INSTRUCTIONS FOR THE TASK: Render every item below as a two-column CSV headed instruction and answer, with one row per item: the item's text and its answer, each in a single quoted field with line breaks replaced by spaces. Omit the pictures.

[begin EXTRACTED DATA]

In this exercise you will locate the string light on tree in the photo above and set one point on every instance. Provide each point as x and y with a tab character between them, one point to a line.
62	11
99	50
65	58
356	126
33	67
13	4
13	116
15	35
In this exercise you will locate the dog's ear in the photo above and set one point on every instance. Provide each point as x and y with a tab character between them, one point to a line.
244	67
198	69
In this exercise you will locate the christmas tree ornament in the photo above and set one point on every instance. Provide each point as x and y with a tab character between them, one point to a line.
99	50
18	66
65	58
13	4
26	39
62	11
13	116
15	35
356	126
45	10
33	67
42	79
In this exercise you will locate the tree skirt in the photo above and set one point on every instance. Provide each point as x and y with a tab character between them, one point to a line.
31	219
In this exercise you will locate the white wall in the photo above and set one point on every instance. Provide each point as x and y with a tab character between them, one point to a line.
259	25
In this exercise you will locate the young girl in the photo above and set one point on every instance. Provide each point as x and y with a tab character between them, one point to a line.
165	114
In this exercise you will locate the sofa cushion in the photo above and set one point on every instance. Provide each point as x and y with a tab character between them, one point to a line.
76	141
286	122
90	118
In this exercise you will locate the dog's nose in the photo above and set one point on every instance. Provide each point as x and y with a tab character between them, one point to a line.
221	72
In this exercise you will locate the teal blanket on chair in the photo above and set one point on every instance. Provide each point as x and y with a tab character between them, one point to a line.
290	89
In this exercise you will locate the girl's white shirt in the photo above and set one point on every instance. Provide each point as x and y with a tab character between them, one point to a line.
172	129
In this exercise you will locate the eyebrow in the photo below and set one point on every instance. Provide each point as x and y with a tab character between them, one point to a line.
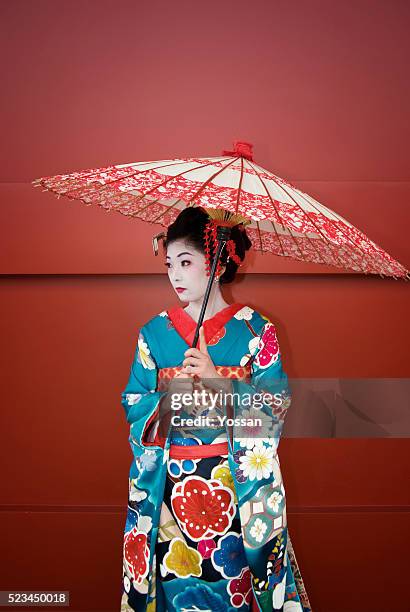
179	254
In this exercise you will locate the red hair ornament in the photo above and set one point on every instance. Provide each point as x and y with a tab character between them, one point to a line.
210	233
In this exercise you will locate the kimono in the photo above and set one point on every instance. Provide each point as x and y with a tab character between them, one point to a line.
231	550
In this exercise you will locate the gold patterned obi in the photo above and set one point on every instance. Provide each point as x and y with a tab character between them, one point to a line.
166	374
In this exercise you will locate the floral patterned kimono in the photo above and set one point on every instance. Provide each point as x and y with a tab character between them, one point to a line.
206	527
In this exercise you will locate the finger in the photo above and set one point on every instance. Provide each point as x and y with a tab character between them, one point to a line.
193	370
192	352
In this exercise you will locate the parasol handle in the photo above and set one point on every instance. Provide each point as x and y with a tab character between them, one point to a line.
223	234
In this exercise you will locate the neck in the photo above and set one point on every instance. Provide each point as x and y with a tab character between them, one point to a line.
215	304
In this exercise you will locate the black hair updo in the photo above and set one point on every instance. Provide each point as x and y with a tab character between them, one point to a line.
190	226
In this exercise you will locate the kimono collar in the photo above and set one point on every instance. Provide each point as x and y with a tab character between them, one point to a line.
186	326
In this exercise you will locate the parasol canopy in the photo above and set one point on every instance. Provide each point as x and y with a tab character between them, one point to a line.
279	218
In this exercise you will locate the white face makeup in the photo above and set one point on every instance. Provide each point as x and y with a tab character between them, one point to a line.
186	270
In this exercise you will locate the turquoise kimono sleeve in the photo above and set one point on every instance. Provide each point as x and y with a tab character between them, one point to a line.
268	391
140	399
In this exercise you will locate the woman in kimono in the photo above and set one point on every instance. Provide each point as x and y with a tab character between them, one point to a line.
206	526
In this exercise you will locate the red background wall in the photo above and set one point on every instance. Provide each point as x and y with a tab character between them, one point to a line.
320	89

[end EXTRACTED DATA]

THE COMPLETED TASK:
instruction,answer
"In this exercise you will locate the string light on tree in the photo above and set one point on every instance. Provide each point as x and y with a tab character between them, one point to a line.","62	11 99	50 65	58 356	126 33	67 13	4 13	116 15	35"
"In this exercise you will locate the dog's ear in the photo above and set one point on every instance. Provide each point as x and y with a tab character between them, one point to a line.","244	67 198	69"
"In this exercise you will locate the christmas tree ornament in the photo above and set one point on every instance. Provide each point as x and y with a tab character between them, one point to a line.","99	50 18	66 65	58 13	4 26	39 62	11 13	116 15	35 356	126 45	10 33	67 42	79"
"In this exercise you will locate the tree skirt in the photo above and set one point on every instance. Provide each point as x and y with a tab character between them, one point to a line.","31	219"
"In this exercise you will locate the white wall in the photo above and set one point on every instance. Provide each point as x and y with a tab character between them, one point to a line.","259	25"
"In this exercise you will locate the young girl in the photo above and set one point on every instance. Provide each point as x and y with a tab character between them, one point to a line.","165	114"
"In this exercise you will locate the sofa cushion in the photo above and set one point on every instance. Provide each point as x and y with a tab character between them, one point to a line.","76	141 286	122 90	118"
"In this exercise you will locate the dog's nose in the photo above and set one point on every instance. Provide each point as x and y with a tab character between them, one point to a line.","221	72"
"In this exercise you will locate the teal blanket on chair in the photo above and set one point on every instance. Provide each point as x and y with a tab character between them, one point to a line.","290	89"
"In this exercise you will locate the girl's white shirt in the photo above and set one point on every instance. Provide each point as x and y with a tab character between them, one point to a line.","172	129"
"In this exercise you will locate the eyebrow in the photo below and set one point on every instance. Provide each point as x and y with a tab character between them, one point to a line.","179	254"
"In this exercise you will locate the red hair ornament in the photo above and set one point on every instance. Provide each point as x and y with a tab character between them, one point to a line.","210	233"
"In this exercise you will locate the kimono in the photo above and set one point on every instance. Provide each point as x and y with a tab character between them, one point to a line.","231	550"
"In this exercise you will locate the gold patterned obi in the photo above and set one point on every instance. Provide each point as x and y with a tab character between them, one point to a line.","166	374"
"In this exercise you will locate the floral patterned kimono in the photo above and set one point on every instance. Provide each point as x and y with a tab character between them, one point to a line.","206	527"
"In this exercise you will locate the finger in the photo above and set one point on every instance. Provide each point as x and y with a tab character between them, one point to a line.","193	370 192	352"
"In this exercise you will locate the parasol handle in the photo above and set one point on every instance. Provide each point as x and y with a tab character between them, one point to a line.","223	234"
"In this exercise you will locate the neck in the photo above and set one point on every instance. Provide each point as x and y with a tab character between them, one point to a line.","215	304"
"In this exercise you will locate the black hair updo in the photo above and set one point on every instance. Provide each point as x and y with a tab character between them, one point to a line.","190	226"
"In this exercise you will locate the kimono collar in the photo above and set one point on every instance. Provide each point as x and y with a tab character between them, one point to a line.","186	326"
"In this exercise you will locate the parasol canopy in the photo above and set one point on every instance. Provide each point as x and y with a tab character between them, one point to a line.","279	218"
"In this exercise you will locate the white face makeup in the photo above and set one point on every instance. Provide each point as x and y with a tab character between them, one point to a line.","186	270"
"In this exercise you will locate the turquoise kimono sleeve in the photo above and set one point on every instance. Provide each point as x and y with a tab character between them, one point to a line.","268	391 140	399"
"In this exercise you will locate the woman in kimono in the photo above and set one point on every instance. Provide each point as x and y with a tab character between them, one point to a line.","206	526"
"In this exercise you will locate the red background wall in the photo above and set one point on every instance. Provide each point as x and y with a tab character between them, one point to a line.","320	89"